Deux choses nous éclairent, qui sont toutes les deux imprévisibles : un amour ou une mort. C'est par ces événements seuls qu'on peut devenir intelligents, parce qu'ils nous rendent ignorants.
L'intellectuel n'est jamais pauvre même quand il est désargenté.
Difficile d'entendre qui on aime, tellement on l'aime.
Où s'arrête la personne, ses contours, ses limites, où commence ce qui en elle est bien plus qu'elle, la douleur dans sa voix, l'innocence dans ses yeux ?
L'intelligence c'est proposer à l'autre ce qu'on a de plus précieux, en faisant tout pour qu'il puisse en disposer.
La pâtisserie et l'amour, c'est pareil - une question de fraîcheur et que tous les ingrédients, même les plus amers, tournent au délice.
On peut fort bien vivre sans âme, il n'y a pas de quoi en faire une histoire, cela arrive très souvent. Le seul problème, c'est que les choses ne viennent plus vers vous, quand vous les appelez par leur nom.
Ce qu'on appelle le "charme" d'une personne, c'est la liberté dont elle use vis-à-vis d'elle-même, quelque chose qui, dans sa vie, est plus libre que sa vie.
Dieu tenait au dix-septième siècle la place qu'aujourd'hui tient l'argent. Les dégâts étaient moindres.
... ce qui meurt ne méritait pas de durer.
Dans ce qui est on voit ce qui manque. Dans le rire on rejoint ce qui manque.
La joie n'a aucun antécédent, aucun poids, aucune profondeur. Elle est toute en commencements, en envols, en vibrations d'alouette.
C'est drôle, les familles. Elles se veulent éternelles, et dans un sens elles le sont : on n'y change plus jamais de la vue qu'on y a des enfants, même quand ils grandissent.
Cette frontière-là, entre les lecteurs et les autres, est plus fermée encore que celle de l'argent. Celui qui est sans argent manque de tout. Celui qui est sans lecture manque du manque.
Les enfants gitans semblent toujours plus âgés tant leurs chairs sont lourdes du sang divin de l'expérience.
La beauté est l'ensemble de ces choses qui nous traversent et nous ignorent, aggravant soudain la légèreté de vivre.

• CONSIGNE:
Répondez à ces questions à partir de l'extrait :
1. Quelles sont les deux choses qui nous éclairent ?
2. À quoi l'amour est-il comparé ?
3. Qu'est-ce qui tenait au dix-septième siècle la place qu'occupe aujourd'hui l'argent ?

• INFORMATIONS FOURNIES:
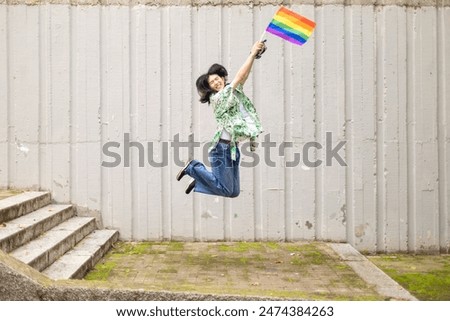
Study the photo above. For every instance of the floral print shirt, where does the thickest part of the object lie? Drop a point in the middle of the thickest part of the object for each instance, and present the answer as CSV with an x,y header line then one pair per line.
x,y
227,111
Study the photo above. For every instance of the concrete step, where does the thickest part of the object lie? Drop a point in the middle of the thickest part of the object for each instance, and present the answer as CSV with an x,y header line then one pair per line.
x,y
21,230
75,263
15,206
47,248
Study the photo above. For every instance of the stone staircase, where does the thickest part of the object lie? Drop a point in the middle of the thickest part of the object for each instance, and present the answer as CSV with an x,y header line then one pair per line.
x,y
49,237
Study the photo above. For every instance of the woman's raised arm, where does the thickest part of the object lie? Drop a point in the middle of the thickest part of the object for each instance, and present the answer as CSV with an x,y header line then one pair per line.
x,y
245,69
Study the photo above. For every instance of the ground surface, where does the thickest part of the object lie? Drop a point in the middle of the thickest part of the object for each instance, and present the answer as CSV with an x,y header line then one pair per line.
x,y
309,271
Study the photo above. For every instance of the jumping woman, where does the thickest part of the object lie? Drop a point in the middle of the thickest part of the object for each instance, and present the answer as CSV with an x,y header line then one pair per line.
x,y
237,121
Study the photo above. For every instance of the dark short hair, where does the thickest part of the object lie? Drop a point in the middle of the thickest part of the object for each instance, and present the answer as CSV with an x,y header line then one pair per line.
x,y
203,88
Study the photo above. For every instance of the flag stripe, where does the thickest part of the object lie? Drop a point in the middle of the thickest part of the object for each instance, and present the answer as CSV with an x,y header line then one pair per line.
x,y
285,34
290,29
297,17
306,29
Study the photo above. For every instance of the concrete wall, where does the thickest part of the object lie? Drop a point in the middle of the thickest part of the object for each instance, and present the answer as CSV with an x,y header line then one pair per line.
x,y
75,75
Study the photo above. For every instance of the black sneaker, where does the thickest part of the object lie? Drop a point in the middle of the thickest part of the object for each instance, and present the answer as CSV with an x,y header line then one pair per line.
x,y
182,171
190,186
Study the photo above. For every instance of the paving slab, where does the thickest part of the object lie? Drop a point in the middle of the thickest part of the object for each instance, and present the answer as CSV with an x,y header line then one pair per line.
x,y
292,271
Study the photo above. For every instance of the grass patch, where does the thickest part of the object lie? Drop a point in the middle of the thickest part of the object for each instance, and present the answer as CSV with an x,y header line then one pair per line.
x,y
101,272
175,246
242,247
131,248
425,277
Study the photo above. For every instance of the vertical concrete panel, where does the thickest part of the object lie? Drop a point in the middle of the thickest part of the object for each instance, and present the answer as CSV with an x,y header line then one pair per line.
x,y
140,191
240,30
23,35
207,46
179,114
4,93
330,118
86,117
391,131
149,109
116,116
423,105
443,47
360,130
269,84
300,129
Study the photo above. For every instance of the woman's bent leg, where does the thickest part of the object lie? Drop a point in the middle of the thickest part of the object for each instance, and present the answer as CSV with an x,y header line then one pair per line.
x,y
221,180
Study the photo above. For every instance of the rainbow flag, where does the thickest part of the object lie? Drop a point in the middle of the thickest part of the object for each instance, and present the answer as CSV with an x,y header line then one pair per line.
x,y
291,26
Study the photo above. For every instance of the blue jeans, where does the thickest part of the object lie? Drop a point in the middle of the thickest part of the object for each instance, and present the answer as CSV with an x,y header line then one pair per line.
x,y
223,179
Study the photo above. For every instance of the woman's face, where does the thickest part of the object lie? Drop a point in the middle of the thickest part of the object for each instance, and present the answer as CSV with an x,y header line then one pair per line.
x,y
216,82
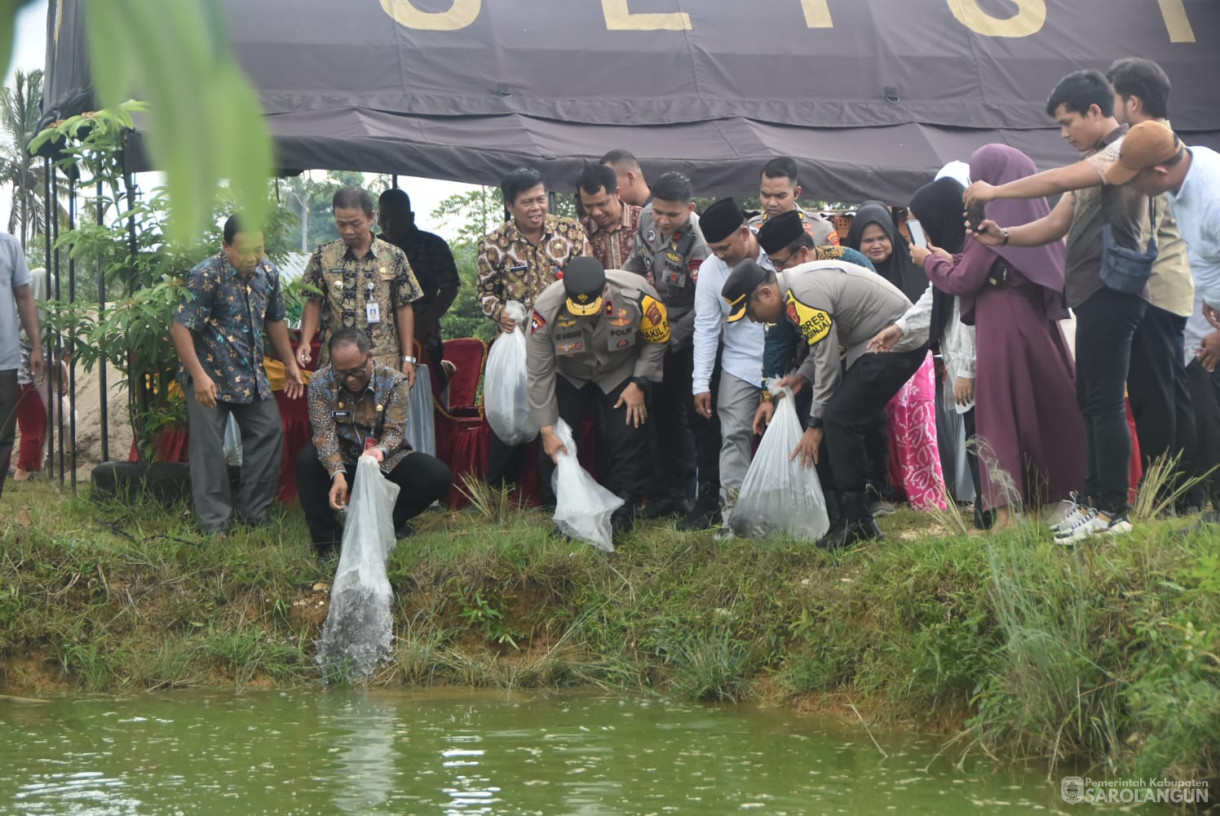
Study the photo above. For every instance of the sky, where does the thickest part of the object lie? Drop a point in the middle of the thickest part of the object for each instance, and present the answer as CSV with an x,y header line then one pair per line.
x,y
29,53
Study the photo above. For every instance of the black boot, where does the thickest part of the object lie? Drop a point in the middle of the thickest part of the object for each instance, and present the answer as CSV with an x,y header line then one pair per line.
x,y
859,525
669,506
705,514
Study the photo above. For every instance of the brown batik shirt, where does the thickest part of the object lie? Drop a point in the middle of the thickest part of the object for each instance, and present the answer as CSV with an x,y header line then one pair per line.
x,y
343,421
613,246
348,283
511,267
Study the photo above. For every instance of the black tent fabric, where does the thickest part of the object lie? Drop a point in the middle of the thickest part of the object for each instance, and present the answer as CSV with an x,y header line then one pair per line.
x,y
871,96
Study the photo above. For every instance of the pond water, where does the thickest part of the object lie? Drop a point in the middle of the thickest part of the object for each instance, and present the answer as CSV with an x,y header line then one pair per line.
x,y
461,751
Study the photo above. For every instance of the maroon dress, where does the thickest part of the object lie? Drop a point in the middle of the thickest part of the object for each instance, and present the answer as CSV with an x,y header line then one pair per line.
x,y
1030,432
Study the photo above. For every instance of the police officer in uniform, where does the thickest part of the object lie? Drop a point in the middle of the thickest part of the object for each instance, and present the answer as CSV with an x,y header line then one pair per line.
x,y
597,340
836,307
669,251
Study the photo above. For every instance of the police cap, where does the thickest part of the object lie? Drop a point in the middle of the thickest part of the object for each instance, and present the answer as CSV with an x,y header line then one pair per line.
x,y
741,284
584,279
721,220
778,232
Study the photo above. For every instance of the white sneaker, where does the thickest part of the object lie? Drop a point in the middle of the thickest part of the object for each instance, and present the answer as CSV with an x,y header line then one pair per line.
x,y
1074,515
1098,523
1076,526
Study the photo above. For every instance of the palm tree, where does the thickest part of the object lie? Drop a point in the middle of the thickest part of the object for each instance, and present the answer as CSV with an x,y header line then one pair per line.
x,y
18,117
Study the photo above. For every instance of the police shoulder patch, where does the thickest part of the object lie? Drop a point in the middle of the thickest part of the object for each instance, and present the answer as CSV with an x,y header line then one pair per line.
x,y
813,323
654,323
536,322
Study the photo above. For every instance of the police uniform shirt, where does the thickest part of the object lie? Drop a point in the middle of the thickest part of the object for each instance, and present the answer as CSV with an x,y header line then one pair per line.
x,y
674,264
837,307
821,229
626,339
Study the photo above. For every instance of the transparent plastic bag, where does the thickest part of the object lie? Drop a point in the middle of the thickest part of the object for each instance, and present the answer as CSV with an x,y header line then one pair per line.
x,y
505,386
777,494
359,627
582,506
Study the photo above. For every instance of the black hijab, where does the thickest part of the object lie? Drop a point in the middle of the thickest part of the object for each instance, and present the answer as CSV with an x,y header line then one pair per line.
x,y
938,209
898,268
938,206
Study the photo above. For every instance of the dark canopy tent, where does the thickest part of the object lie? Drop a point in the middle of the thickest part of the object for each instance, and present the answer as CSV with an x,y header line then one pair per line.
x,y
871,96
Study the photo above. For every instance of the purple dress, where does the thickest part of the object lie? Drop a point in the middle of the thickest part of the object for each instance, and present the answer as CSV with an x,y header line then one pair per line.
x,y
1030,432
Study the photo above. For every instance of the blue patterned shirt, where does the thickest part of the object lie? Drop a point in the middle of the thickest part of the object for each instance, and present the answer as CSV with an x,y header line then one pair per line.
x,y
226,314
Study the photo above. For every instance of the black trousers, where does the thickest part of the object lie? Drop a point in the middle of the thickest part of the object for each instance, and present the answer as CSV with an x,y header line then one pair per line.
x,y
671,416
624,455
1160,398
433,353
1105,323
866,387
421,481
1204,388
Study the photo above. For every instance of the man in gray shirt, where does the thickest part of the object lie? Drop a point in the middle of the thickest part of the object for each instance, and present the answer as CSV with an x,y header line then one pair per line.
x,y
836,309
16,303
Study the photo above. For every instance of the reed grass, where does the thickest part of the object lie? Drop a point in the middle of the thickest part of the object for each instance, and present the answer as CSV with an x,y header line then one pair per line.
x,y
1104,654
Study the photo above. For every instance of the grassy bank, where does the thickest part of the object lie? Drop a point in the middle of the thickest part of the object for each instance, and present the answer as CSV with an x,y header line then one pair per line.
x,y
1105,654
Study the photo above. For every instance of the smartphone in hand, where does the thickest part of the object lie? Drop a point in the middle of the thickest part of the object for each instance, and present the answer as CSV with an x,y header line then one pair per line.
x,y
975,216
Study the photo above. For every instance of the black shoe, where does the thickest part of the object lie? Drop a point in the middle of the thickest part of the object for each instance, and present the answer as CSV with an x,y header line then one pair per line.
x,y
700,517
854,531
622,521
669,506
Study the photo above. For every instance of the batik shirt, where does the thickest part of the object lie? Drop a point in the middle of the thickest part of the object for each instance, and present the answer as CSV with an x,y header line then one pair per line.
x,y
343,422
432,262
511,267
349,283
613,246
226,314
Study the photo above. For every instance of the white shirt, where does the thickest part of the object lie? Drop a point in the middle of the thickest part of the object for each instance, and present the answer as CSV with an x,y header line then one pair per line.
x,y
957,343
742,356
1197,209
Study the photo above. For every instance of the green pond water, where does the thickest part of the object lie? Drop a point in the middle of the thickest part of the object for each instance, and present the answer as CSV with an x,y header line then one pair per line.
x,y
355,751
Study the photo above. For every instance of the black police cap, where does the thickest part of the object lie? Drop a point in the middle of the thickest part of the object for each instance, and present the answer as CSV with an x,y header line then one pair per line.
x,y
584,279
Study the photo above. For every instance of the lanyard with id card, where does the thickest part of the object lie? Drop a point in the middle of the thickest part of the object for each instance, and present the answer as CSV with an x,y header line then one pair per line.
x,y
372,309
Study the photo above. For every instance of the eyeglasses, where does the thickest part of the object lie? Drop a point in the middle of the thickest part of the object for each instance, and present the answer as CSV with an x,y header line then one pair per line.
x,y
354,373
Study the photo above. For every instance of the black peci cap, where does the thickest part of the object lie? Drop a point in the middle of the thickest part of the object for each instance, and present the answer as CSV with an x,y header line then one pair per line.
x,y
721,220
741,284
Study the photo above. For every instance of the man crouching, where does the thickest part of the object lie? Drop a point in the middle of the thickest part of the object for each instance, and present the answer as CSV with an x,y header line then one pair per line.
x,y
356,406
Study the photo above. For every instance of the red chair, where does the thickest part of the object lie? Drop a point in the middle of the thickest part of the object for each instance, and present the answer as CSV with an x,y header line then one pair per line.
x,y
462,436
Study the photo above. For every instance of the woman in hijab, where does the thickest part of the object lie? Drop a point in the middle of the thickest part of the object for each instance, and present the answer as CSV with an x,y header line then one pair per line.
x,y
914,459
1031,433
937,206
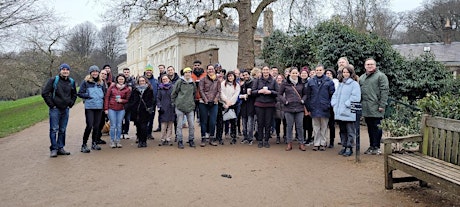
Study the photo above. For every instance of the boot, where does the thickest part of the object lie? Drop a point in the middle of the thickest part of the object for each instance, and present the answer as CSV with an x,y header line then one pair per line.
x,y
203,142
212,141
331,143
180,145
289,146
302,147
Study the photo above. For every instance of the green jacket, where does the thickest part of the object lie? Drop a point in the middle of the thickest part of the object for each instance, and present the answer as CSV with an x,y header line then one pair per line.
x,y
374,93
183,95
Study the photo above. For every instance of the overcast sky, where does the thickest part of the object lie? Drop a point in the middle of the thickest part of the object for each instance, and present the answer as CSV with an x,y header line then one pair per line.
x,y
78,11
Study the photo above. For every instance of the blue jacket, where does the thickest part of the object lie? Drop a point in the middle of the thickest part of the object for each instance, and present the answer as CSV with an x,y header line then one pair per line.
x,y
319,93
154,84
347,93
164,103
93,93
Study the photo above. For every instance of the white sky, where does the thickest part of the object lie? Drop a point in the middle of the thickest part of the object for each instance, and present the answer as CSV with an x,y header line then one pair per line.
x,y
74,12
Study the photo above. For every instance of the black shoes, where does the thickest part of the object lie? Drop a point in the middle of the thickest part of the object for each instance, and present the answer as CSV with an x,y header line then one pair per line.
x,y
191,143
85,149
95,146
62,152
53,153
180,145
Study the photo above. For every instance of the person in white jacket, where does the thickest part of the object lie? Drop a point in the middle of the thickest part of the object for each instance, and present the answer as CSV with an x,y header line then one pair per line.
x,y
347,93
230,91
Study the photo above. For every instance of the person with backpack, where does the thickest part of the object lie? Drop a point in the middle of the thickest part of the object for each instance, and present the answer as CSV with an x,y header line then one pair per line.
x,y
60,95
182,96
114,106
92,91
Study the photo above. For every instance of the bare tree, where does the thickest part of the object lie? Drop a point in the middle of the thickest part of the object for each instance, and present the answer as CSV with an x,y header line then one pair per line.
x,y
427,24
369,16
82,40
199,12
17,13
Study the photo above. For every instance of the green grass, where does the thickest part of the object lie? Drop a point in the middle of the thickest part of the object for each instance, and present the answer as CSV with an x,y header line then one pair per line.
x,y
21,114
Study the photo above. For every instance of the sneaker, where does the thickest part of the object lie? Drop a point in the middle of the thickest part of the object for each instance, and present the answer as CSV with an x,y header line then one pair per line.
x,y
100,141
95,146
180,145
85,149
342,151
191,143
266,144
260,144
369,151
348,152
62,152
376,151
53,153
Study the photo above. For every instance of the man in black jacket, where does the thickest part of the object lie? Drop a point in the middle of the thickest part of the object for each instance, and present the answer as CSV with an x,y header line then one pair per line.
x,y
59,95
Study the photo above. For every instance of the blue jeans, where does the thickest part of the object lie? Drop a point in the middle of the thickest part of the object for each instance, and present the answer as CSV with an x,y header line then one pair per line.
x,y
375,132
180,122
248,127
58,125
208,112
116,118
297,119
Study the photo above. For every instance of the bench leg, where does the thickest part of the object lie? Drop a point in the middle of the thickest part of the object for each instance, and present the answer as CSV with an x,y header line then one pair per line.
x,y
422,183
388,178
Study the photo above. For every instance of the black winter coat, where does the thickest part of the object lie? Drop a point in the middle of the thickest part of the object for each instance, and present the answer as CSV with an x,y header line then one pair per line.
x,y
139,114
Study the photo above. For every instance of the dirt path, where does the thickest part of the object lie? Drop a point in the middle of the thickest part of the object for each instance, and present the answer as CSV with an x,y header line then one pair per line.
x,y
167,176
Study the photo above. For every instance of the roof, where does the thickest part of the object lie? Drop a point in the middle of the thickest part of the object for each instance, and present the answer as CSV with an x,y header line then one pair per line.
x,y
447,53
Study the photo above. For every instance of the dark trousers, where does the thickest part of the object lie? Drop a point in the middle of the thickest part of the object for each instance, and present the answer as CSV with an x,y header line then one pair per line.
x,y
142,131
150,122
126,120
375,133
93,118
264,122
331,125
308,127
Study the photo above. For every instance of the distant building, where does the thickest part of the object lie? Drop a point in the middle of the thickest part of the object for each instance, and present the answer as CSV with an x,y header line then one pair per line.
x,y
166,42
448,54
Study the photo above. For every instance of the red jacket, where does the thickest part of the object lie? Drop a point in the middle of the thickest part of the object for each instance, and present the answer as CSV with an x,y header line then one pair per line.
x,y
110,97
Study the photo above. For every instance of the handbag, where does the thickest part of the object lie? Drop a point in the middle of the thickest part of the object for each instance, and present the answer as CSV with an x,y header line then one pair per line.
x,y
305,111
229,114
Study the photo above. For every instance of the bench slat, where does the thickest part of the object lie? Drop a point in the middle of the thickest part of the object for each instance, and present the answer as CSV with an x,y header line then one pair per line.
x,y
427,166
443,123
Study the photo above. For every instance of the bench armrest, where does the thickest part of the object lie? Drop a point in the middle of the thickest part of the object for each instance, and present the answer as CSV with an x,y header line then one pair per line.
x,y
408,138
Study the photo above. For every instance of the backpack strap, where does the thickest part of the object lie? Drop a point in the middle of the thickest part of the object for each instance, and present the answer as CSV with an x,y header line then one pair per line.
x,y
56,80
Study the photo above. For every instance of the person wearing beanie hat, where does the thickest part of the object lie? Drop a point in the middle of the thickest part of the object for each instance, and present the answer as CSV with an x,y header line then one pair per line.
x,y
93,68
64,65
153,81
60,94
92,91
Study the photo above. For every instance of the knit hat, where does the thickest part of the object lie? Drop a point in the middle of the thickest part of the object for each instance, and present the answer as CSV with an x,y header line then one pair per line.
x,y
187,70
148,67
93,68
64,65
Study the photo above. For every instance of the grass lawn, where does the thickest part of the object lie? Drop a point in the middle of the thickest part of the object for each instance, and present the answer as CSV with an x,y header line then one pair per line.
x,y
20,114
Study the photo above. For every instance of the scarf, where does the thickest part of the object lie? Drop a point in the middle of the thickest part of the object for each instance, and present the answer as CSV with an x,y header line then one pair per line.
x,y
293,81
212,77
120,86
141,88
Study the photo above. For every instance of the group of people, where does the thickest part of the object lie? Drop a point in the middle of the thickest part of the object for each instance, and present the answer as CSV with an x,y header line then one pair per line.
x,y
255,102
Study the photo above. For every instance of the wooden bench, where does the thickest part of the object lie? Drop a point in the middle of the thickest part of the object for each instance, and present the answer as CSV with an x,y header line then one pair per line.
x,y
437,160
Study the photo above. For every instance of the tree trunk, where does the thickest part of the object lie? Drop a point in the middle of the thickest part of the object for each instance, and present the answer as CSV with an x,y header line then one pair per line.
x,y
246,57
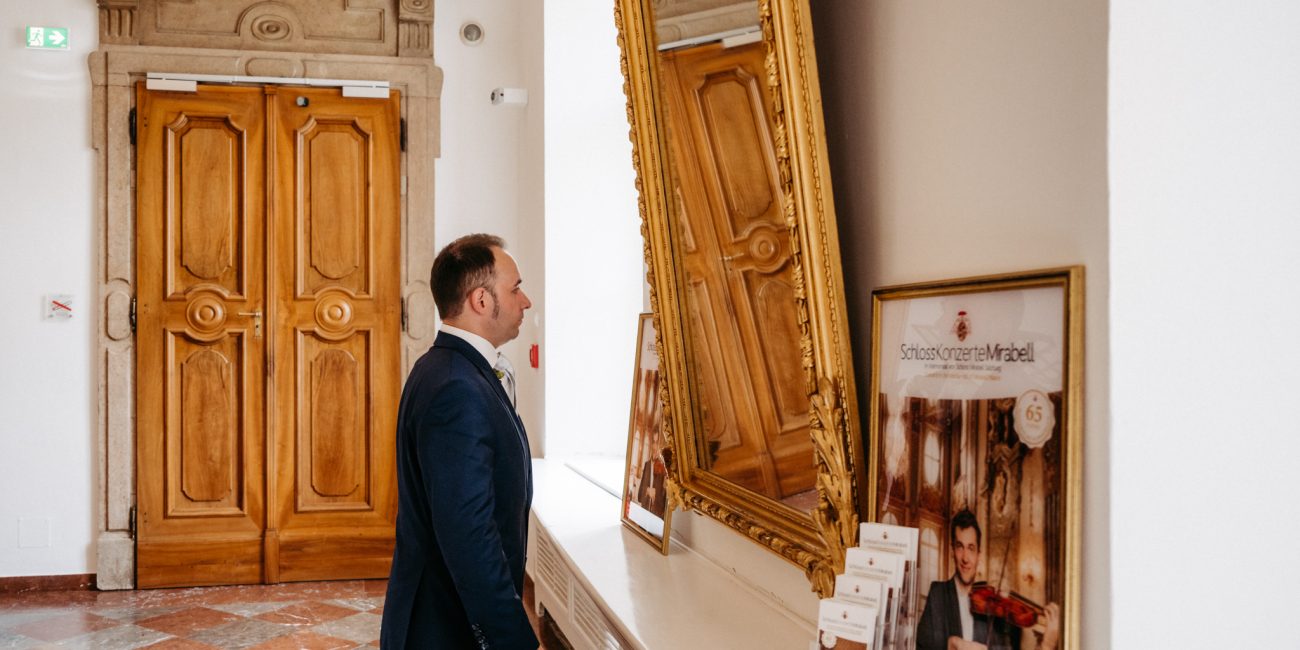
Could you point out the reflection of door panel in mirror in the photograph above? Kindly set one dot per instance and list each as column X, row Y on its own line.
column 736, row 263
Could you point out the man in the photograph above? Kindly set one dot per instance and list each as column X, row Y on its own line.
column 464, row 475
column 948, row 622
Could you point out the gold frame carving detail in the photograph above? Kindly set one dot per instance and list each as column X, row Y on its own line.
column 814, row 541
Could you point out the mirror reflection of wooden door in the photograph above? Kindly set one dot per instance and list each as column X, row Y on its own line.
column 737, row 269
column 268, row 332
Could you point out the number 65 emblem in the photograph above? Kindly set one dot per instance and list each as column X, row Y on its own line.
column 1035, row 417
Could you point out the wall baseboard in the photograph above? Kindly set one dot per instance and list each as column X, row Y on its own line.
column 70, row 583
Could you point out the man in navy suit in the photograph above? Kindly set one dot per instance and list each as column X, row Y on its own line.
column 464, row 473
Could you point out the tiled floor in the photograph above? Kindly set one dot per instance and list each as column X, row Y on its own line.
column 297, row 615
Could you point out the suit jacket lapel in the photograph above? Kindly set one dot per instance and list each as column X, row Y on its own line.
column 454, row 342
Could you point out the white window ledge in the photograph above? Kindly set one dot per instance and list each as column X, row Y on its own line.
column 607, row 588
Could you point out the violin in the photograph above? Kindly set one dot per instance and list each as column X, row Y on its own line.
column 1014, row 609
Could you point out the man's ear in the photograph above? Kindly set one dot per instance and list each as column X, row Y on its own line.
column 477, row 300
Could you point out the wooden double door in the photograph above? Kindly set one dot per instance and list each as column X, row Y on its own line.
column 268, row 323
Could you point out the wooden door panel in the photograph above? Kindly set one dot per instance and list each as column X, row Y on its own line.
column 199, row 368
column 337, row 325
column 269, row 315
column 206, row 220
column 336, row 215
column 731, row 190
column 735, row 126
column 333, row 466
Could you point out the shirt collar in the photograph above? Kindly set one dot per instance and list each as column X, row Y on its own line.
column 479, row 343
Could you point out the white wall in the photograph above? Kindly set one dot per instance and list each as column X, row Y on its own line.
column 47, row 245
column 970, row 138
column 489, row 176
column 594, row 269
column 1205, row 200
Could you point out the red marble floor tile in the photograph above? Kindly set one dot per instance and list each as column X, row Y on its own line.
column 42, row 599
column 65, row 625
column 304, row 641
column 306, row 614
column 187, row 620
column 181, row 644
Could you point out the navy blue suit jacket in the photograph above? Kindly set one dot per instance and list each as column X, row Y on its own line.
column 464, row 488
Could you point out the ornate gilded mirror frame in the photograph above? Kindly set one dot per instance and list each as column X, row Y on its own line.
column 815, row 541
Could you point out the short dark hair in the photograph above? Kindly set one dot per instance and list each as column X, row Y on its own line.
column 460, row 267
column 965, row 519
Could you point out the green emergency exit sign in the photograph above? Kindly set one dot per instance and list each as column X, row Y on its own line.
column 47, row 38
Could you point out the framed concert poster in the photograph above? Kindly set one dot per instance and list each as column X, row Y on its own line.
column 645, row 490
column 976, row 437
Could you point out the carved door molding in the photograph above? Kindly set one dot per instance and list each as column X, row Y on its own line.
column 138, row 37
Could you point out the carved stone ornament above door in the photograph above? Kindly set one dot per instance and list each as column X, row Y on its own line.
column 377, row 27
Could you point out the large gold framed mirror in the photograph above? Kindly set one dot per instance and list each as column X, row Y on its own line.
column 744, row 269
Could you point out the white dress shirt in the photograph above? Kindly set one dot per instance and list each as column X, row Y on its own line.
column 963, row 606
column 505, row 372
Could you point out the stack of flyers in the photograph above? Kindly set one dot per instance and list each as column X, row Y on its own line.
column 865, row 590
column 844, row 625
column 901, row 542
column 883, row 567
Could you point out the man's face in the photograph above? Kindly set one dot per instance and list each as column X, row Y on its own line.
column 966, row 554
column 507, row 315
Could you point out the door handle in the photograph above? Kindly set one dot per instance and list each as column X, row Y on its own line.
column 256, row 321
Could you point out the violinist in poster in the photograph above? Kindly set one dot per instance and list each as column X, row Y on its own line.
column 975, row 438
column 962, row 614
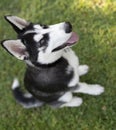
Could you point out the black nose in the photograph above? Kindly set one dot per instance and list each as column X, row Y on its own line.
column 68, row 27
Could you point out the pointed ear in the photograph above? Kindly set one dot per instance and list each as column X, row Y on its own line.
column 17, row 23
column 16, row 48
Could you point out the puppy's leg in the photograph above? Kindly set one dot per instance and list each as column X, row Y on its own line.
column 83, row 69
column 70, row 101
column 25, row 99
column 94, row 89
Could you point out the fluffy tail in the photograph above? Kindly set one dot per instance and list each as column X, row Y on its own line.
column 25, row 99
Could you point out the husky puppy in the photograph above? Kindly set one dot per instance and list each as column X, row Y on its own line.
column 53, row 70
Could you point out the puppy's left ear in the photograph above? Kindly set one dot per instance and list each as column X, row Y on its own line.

• RÉPONSE:
1. Un amour ou une mort.
2. À la pâtisserie.
3. Dieu.